• _PROBLEM_: Lines below that include "coordinates" are the answer; copy each one.

══ RECORDS PROVIDED ══

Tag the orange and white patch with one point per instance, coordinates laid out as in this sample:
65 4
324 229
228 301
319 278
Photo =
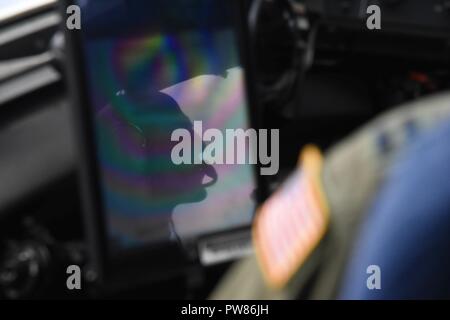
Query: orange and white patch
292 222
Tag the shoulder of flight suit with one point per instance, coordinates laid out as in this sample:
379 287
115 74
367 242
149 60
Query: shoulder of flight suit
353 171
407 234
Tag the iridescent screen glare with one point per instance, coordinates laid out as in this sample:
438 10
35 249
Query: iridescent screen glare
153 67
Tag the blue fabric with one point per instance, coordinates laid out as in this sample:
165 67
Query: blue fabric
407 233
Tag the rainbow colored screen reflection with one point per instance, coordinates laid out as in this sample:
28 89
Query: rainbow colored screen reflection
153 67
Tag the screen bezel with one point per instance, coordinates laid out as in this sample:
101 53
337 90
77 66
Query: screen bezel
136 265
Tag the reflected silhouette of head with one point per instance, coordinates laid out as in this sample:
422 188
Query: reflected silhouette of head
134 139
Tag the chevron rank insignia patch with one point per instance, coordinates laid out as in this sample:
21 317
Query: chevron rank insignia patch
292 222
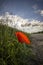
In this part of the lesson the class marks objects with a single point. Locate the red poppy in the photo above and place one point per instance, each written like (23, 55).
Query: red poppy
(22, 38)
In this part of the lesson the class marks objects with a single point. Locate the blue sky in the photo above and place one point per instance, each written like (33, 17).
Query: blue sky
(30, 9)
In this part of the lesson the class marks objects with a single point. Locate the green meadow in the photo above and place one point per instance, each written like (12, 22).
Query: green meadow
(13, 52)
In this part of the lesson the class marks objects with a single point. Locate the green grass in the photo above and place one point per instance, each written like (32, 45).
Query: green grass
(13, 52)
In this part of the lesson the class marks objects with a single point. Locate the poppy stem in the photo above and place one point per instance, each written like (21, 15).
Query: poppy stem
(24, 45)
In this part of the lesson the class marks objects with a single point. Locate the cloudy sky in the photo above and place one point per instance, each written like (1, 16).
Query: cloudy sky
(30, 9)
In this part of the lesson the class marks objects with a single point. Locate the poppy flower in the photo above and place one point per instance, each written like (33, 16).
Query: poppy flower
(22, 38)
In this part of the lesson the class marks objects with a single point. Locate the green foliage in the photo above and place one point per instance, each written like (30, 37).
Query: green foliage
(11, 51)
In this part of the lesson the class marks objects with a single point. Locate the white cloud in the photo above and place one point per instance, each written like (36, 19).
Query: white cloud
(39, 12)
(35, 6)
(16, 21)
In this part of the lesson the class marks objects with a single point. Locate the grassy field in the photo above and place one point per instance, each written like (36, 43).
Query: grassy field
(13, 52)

═══
══ RECORDS PROVIDED ══

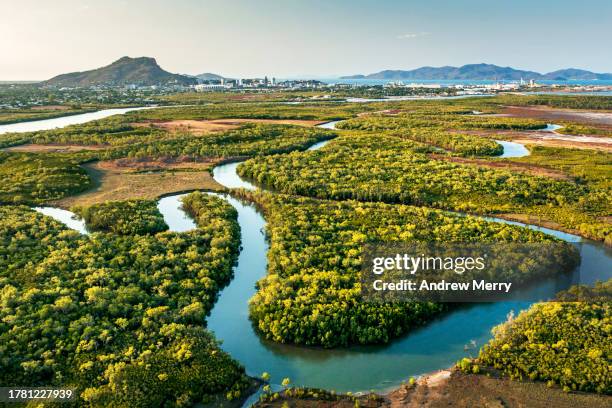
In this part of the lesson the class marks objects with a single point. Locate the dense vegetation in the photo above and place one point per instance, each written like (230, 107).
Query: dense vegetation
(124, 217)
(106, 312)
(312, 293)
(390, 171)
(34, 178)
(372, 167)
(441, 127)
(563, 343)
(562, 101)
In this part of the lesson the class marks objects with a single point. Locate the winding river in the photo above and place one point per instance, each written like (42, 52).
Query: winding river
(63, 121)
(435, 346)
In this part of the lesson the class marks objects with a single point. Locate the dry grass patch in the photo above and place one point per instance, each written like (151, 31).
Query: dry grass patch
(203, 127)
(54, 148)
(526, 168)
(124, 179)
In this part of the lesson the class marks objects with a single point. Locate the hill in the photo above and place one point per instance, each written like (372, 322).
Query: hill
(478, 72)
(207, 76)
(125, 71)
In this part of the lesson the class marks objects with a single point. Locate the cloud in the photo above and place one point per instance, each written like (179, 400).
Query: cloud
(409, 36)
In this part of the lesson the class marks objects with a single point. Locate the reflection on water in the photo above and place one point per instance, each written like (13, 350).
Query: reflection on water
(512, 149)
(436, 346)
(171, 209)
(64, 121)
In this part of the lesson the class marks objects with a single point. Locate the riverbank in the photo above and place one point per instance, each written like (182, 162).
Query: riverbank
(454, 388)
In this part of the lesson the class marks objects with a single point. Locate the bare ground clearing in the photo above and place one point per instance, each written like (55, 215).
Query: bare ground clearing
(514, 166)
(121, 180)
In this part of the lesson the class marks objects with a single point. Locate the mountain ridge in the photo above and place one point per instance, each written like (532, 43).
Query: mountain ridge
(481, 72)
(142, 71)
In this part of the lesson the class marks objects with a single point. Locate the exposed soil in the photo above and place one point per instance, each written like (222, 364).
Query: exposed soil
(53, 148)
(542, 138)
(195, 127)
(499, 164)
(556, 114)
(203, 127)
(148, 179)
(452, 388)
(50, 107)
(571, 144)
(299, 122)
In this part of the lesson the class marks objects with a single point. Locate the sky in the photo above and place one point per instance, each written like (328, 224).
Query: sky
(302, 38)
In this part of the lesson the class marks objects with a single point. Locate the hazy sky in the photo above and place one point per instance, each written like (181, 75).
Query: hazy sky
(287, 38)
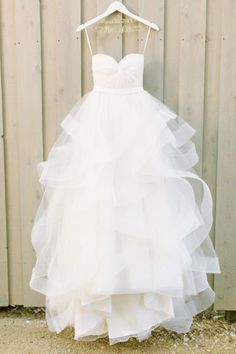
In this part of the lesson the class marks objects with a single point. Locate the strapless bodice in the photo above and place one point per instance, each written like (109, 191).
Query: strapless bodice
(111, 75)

═══
══ RECORDS PROVIDED ══

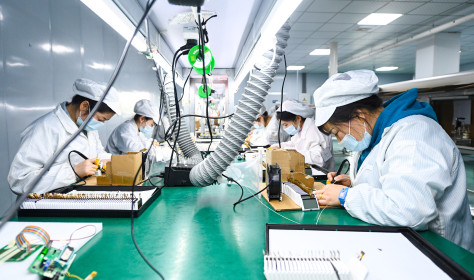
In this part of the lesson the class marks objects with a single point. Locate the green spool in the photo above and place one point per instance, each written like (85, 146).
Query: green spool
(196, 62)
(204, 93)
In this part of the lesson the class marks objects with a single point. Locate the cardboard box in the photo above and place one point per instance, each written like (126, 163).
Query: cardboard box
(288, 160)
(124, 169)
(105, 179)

═══

• _RESULT BELOW_:
Tag the orange and white patch with one point per instance, coordinates laid out as in this sample:
Tag the shoulder of flight suit with one point per instance, coordinates laid out as in this sample:
Tag the iridescent screen glare with one point per instance, coordinates laid out as in this sample:
Tag the blue fabric with one point per instance, coordinates laid out as in this sample:
Tag the rainbow colored screen reflection with one point per instance, coordinates laid out as in this sample:
Tag the screen bezel with one point per instance, coordinates laid out as in this sample:
Tag the reflected silhouette of head with one point per instance, coordinates laid out as in this sample:
Tag the chevron rank insignia patch with one point per instance, coordinates laid out as in this sample:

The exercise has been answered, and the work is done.